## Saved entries

---------------

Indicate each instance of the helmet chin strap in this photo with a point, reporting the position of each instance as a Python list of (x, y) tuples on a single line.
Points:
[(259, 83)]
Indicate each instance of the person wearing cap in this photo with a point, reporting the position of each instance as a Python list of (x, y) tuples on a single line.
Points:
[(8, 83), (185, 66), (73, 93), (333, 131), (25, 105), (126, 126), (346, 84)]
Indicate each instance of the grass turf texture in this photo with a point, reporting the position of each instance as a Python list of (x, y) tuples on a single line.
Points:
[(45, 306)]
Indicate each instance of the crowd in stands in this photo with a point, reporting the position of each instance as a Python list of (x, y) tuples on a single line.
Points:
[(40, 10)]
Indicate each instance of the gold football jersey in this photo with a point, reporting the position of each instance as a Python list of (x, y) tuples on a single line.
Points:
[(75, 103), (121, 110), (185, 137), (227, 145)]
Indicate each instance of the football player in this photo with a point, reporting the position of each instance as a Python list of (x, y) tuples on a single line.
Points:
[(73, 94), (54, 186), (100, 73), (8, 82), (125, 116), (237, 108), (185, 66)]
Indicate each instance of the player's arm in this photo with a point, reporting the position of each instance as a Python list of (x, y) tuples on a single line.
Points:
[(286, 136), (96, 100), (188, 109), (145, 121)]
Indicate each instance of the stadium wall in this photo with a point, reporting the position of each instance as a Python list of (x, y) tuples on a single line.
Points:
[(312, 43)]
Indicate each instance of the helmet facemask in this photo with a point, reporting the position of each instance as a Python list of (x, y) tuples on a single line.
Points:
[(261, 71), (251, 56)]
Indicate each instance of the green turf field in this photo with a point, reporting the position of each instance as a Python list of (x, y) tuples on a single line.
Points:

---------------

## Brief
Turn the listing above, from its first line through the line containing "108), (185, 66)]" (both included), into a JSON list of strings with one string per line and no blank lines.

## Exercise result
[
  "Indicate each instance of the helmet chin strap in this photo with a point, reporting the position of each instance as a Python list of (x, y) tuples on a single line.",
  "Points:",
  "[(259, 83)]",
  "Indicate each instance of the person wearing cap in this photo with a point, reporting the position of each instance as a Python list of (x, y) tuples on a single line.",
  "Points:",
  "[(8, 83), (185, 66), (73, 93), (333, 131), (25, 105), (126, 126), (346, 84)]",
  "Indicate each instance of the grass turf texture in this photo with a point, reporting the position of each instance as a Python list of (x, y) tuples on a single line.",
  "Points:",
  "[(45, 306)]",
  "Indicate each instance of the crowd in stands in this photo with a point, reporting the position of each instance as a Python list of (x, y) tuples on a single line.",
  "Points:",
  "[(40, 10)]",
  "Indicate each instance of the gold football jersey in this photo with a point, reporting the position of each instance as a Python list of (x, y) tuples on a single line.",
  "Points:",
  "[(75, 103), (121, 110), (185, 137), (227, 145)]",
  "Indicate each instance of the football player in this photo with a point, reporting the position of each instance as a Python list of (x, y) tuples on a single line.",
  "Points:",
  "[(73, 94), (54, 186), (100, 73), (8, 82), (125, 116), (237, 108), (185, 66)]"
]